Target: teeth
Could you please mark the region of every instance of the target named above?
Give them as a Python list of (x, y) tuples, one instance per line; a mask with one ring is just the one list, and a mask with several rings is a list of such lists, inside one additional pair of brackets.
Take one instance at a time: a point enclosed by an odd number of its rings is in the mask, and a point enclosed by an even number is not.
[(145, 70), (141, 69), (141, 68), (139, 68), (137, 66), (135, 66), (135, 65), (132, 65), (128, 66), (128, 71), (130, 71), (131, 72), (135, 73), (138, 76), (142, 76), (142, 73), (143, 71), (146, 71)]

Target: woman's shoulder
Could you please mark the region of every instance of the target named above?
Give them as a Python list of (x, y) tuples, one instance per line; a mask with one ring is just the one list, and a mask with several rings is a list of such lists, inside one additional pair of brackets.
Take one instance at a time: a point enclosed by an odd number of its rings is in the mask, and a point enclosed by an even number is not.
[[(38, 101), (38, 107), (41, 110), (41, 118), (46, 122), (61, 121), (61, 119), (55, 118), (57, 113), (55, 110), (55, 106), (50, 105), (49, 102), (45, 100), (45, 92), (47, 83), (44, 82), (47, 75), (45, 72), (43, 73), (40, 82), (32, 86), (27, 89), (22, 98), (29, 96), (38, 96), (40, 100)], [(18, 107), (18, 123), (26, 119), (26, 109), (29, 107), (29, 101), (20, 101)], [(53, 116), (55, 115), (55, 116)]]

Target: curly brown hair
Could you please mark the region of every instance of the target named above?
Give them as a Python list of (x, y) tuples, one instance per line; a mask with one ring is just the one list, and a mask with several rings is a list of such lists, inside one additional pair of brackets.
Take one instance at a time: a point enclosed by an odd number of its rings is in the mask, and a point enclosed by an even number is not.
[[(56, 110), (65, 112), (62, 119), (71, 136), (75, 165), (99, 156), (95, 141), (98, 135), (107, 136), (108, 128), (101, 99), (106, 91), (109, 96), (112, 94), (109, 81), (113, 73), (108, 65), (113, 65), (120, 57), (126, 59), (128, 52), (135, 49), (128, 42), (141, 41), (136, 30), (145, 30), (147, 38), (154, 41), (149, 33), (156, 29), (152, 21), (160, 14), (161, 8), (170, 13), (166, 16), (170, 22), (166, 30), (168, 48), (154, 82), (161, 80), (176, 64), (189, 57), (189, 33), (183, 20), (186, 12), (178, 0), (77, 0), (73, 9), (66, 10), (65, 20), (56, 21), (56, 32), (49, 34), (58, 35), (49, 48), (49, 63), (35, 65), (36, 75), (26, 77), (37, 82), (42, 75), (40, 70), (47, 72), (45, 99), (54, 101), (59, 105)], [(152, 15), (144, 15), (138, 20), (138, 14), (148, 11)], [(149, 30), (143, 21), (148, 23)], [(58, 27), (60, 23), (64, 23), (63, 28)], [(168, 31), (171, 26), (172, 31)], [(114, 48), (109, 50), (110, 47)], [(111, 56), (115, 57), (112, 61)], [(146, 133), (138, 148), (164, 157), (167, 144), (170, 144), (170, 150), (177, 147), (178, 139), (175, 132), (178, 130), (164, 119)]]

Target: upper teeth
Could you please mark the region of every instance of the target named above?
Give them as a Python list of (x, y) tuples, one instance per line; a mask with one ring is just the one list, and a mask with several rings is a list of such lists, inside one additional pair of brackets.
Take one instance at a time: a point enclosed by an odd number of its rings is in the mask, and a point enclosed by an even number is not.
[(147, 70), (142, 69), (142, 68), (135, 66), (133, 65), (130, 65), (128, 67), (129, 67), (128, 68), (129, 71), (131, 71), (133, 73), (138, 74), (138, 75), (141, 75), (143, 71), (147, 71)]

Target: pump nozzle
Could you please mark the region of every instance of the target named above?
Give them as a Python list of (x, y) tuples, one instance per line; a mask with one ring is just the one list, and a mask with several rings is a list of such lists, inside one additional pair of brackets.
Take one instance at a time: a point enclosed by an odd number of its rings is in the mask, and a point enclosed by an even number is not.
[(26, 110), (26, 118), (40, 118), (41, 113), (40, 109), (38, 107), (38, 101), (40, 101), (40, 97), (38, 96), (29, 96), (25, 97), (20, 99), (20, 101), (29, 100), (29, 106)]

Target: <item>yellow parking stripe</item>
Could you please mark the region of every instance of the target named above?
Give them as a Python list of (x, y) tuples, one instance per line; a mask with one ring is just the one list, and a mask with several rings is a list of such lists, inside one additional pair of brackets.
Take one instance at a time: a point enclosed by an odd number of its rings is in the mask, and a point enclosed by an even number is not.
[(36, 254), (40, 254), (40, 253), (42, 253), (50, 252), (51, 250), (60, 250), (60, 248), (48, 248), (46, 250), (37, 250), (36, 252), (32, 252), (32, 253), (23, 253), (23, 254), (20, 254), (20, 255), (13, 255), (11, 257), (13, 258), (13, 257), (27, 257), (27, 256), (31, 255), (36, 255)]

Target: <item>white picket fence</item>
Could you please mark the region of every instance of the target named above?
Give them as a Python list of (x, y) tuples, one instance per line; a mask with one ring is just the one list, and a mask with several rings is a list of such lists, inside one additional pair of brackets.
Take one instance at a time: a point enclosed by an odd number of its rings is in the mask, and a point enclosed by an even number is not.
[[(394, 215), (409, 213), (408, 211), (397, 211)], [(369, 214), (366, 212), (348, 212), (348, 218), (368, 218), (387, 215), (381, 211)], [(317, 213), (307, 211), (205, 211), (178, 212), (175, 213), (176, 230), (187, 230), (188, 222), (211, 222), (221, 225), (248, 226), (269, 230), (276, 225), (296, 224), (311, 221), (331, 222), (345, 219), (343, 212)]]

________________

Could you give the items again, starting with the line that contains "Target: <item>yellow parking stripe</item>" and going on through the end of the items, swapping "mark" for "outline" and leaving everything else the same?

Target: <item>yellow parking stripe</item>
Could you please outline the region of every instance of the target named above?
Give them as a Python list of (x, y) tuples, one instance per line; a mask with one ring is just the one list, and a mask with several rings is a list of such lists, inside one additional pair of brackets.
Take one instance at a time: a point enclosed by an odd number of its rings is in the mask, and a point enclosed by an even number is not.
[(36, 254), (40, 254), (40, 253), (42, 253), (50, 252), (51, 250), (60, 250), (60, 248), (48, 248), (46, 250), (37, 250), (36, 252), (32, 252), (32, 253), (23, 253), (23, 254), (20, 254), (20, 255), (13, 255), (11, 257), (13, 258), (13, 257), (27, 257), (27, 256), (31, 255), (36, 255)]

Target: <item>white picket fence</item>
Could you please outline the region of every instance of the target named above?
Give them as a Python list of (x, y) tuples, one instance per line; a mask with one ring is just the one list, and a mask with several rings is a list of such lists, inside one additional pair of brackets.
Take one instance at a time: a point enclosed by an odd number of its rings is in the mask, and a point enclosed by an even number is not.
[[(394, 215), (409, 213), (408, 211), (397, 211)], [(369, 214), (366, 212), (348, 212), (348, 218), (368, 218), (387, 215), (381, 211)], [(317, 213), (307, 211), (205, 211), (178, 212), (175, 213), (176, 230), (187, 230), (188, 222), (211, 222), (221, 225), (248, 226), (269, 230), (276, 225), (296, 224), (311, 221), (331, 222), (345, 219), (343, 212)]]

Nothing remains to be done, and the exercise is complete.